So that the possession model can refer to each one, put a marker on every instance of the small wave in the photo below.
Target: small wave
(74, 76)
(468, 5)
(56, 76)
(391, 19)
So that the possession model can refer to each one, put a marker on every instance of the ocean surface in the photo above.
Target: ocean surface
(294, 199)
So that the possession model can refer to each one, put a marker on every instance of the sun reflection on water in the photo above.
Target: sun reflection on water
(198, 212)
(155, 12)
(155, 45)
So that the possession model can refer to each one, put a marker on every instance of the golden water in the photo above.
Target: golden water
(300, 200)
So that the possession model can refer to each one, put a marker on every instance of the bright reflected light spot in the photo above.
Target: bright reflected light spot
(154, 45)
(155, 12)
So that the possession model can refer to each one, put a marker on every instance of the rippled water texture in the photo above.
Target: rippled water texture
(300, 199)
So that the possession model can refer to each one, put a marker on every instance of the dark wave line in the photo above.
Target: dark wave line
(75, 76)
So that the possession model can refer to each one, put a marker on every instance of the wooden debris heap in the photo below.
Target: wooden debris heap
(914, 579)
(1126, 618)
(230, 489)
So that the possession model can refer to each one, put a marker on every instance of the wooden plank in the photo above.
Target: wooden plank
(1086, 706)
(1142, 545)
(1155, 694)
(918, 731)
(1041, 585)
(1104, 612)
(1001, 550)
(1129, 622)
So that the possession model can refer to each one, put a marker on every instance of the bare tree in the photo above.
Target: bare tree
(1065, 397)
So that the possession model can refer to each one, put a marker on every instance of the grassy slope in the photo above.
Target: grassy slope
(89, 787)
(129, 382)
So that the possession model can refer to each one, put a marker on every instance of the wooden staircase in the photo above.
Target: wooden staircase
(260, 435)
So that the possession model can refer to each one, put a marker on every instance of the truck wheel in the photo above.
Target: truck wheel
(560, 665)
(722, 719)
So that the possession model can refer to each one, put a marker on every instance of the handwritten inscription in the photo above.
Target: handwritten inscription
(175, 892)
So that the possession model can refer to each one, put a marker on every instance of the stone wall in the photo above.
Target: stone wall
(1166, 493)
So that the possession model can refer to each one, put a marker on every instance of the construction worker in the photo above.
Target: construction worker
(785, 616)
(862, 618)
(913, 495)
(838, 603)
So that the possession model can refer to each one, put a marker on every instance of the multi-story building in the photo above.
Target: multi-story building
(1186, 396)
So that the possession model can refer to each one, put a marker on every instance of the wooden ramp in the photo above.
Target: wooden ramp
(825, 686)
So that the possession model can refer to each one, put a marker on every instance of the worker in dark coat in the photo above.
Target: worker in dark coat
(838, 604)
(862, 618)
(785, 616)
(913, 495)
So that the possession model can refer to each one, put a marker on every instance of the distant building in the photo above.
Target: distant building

:: JOB ::
Arrange all of the material above as a Markdown table with two columns, Row and Line. Put each line in its own numbered row and leave out any blank lines.

:: THE ANSWER ::
| Row | Line |
|---|---|
| 1 | So that the possession model can refer to each one, put a marker on every instance of the small wave in the photo below. |
| 2 | Target: small wave |
| 3 | (74, 76) |
| 4 | (468, 5) |
| 5 | (56, 76) |
| 6 | (391, 19) |
| 7 | So that the possession model can refer to each one, put a marker on every instance of the ocean surface in the photo above. |
| 8 | Target: ocean surface |
| 9 | (294, 199) |
| 10 | So that the possession model can refer to each one, put a marker on every instance of the sun reflection on water in the photo above. |
| 11 | Target: sun reflection on water |
| 12 | (198, 212) |
| 13 | (155, 12) |
| 14 | (155, 45) |
| 15 | So that the possession model can refer to each one, put a marker on every instance of the golden water in the photo above. |
| 16 | Target: golden water |
| 17 | (300, 200) |
| 18 | So that the possession model can refer to each one, put a marker on every instance of the bright reflected light spot in the photo above. |
| 19 | Target: bright reflected light spot |
| 20 | (154, 45) |
| 21 | (155, 12) |
| 22 | So that the possession model can refer to each one, put a marker on every instance of the rippled water texture in the photo above. |
| 23 | Target: rippled water texture |
| 24 | (300, 199) |
| 25 | So that the possession model can refer to each one, put a marker on every instance of the dark wave line in the photo above. |
| 26 | Target: dark wave line |
| 27 | (75, 76) |
| 28 | So that the possession model can refer to each one, put a marker on every instance of the wooden debris heap in the photo below. |
| 29 | Target: wooden debris heap |
| 30 | (914, 579) |
| 31 | (1126, 618) |
| 32 | (230, 489) |
| 33 | So that the possession model can refer to each one, put a marker on every instance of the wooden plank in the photo above. |
| 34 | Target: wooden plank |
| 35 | (1086, 706) |
| 36 | (1142, 545) |
| 37 | (1155, 694) |
| 38 | (918, 731) |
| 39 | (1041, 585) |
| 40 | (1104, 612) |
| 41 | (1001, 550) |
| 42 | (1129, 622) |
| 43 | So that the possession model can refer to each one, put a marker on every instance of the bare tree in the photo above. |
| 44 | Target: bare tree |
| 45 | (1065, 397) |
| 46 | So that the possession model can refer to each one, put a marker on every instance of the grassy slope in the photo above. |
| 47 | Target: grassy slope |
| 48 | (89, 787) |
| 49 | (129, 382) |
| 50 | So that the possession model can refer to each one, put a marker on every instance of the wooden staircase in the photo above. |
| 51 | Target: wooden staircase |
| 52 | (260, 435) |
| 53 | So that the possession model can refer to each one, put a marker on every instance of the truck wheel in the photo above. |
| 54 | Target: truck wheel |
| 55 | (560, 665) |
| 56 | (722, 719) |
| 57 | So that the possession model can refer to each one, put a marker on every instance of the handwritten inscription in the photo above. |
| 58 | Target: handwritten inscription |
| 59 | (175, 892) |
| 60 | So that the possession model can refer to each one, put a marker on every instance of the stone wall in the photo above. |
| 61 | Target: stone wall |
| 62 | (1166, 493) |
| 63 | So that the possession model can refer to each one, put a marker on every instance of the construction worker in the photo above. |
| 64 | Target: construction worker |
| 65 | (785, 616) |
| 66 | (862, 618) |
| 67 | (913, 495) |
| 68 | (838, 603) |
| 69 | So that the possession model can refer to each one, put a marker on every instance of the multi-story building in the photo above. |
| 70 | Target: multi-story building |
| 71 | (1186, 396) |
| 72 | So that the possession model can refer to each one, put a marker on every instance of the wooden ramp in the photo above. |
| 73 | Target: wooden ramp |
| 74 | (825, 686) |
| 75 | So that the possession model can refer to each one, put a marker on every instance of the worker in dark coat in the photo above. |
| 76 | Target: worker in dark coat |
| 77 | (838, 604) |
| 78 | (862, 618) |
| 79 | (785, 616) |
| 80 | (913, 495) |
| 81 | So that the possession model can refer to each one, put a marker on every instance of the distant building in the photo above. |
| 82 | Target: distant building |